→ **Your task**
Hand back the entries below exactly.

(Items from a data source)
• • • • •

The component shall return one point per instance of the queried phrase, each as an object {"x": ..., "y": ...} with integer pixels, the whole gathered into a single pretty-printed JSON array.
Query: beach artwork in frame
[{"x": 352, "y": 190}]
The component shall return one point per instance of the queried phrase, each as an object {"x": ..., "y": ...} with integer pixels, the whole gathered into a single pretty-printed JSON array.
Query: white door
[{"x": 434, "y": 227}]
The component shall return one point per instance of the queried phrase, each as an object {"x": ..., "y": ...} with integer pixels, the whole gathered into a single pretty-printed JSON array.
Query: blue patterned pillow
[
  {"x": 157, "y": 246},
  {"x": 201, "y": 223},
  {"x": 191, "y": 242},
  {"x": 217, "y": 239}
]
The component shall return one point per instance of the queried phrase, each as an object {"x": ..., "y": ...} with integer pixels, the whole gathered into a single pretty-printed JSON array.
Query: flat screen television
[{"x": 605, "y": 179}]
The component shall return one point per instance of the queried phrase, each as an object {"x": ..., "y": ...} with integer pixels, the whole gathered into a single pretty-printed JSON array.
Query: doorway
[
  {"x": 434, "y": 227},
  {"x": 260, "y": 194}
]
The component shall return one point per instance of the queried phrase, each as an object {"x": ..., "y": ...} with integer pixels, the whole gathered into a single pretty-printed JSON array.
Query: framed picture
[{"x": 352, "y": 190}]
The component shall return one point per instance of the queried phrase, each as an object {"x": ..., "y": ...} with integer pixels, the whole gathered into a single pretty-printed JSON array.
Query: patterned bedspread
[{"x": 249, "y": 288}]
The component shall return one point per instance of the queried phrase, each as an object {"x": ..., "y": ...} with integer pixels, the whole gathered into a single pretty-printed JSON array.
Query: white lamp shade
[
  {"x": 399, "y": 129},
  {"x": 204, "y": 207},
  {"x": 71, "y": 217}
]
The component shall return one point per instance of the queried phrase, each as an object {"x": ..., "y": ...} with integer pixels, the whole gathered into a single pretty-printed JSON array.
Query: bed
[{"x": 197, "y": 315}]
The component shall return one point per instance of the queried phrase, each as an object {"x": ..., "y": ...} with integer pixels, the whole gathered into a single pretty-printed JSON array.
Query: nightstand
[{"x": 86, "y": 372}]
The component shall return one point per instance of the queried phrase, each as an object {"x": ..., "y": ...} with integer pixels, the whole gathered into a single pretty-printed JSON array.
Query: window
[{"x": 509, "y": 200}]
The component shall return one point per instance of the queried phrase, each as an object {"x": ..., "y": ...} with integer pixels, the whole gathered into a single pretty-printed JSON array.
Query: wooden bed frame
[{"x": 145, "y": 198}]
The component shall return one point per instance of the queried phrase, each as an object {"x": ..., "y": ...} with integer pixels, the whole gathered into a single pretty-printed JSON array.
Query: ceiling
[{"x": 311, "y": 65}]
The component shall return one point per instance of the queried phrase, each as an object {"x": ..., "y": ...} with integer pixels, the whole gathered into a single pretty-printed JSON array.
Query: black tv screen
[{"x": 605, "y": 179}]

• • • • •

→ **Result of this task**
The component shall return one point per instance of the queried phrase, each as an object {"x": ..., "y": ...} with integer pixels, the whole gathered into a single pretty-printed JSON array.
Query: beach artwork in frame
[{"x": 352, "y": 190}]
The component shall return one point per instance of the queried phrase, each as an object {"x": ..., "y": ...} with integer pixels, the whole gathered into a single pretty-printed JSON array.
Query: white door
[{"x": 434, "y": 227}]
The component shall return one point per instance of the queried phrase, each as an object {"x": ..., "y": ...} with integer pixels, the whole gathered into a single pretty-printed JSON array.
Query: blue patterned pillow
[
  {"x": 157, "y": 246},
  {"x": 201, "y": 223},
  {"x": 191, "y": 242},
  {"x": 217, "y": 239}
]
The component shall return one point per instance of the queried phrase, each as an object {"x": ..., "y": ...} with integer pixels, the whole gathered into a single pretty-printed JSON array.
Query: flat screen television
[{"x": 605, "y": 179}]
The component shall return one point per instance of the queried phrase, each as an object {"x": ..., "y": ...} with integer pixels, the whole gathered into a single pretty-printed JSON array.
Query: doorway
[
  {"x": 434, "y": 227},
  {"x": 260, "y": 194}
]
The component shall return one point per instance of the queried phrase, each as an object {"x": ..., "y": ...} with integer pixels, the whole gathered into a single pretty-printed JSON array.
Query: framed picture
[{"x": 352, "y": 190}]
The component shall return one point per instance of the queried phrase, each as an object {"x": ..., "y": ...} with integer pixels, the whole gathered into a single pretty-printed JSON array.
Query: patterned bedspread
[{"x": 249, "y": 288}]
The component shall return one point per instance of the queried phrase, each as an object {"x": ..., "y": ...} with integer pixels, the whole gathered into a single pretty-printed JSON array.
Query: white lamp shade
[
  {"x": 399, "y": 129},
  {"x": 204, "y": 207},
  {"x": 71, "y": 217}
]
The component shall return one point per instance of the queried phrase, each as an object {"x": ..., "y": ...} with integer pixels, the whole gathered into a single pretty-printed JSON array.
Query: bed
[{"x": 197, "y": 315}]
The component shall return one point per instance of the queried phrase, each as an object {"x": ..., "y": ...} with integer pixels, the whole gathered into a single pretty-printed JSON array.
Query: nightstand
[{"x": 86, "y": 372}]
The component shall return one point per instance of the queried phrase, each as an object {"x": ..., "y": ...} with integer pixels, the whole gathered into a single pretty-printed JSON array.
Query: window
[{"x": 509, "y": 200}]
The component shall return one point per instance of the queried phrase, each as an object {"x": ..., "y": ...} with integer pixels, the whole gathered into a single pretty-printed JSON array.
Query: wooden bed frame
[{"x": 145, "y": 198}]
The component shall return one point per instance of the queried phrase, each as an object {"x": ..., "y": ...} with integer pixels, the whole gathered into a single pretty-printed JSON array.
Query: ceiling
[{"x": 311, "y": 65}]
The component shall return one point per instance of the queried phrase, each as an object {"x": ..., "y": ...} with integer pixels, the whole gathered into a single pretty-printed JSON array.
Query: black tv screen
[{"x": 605, "y": 179}]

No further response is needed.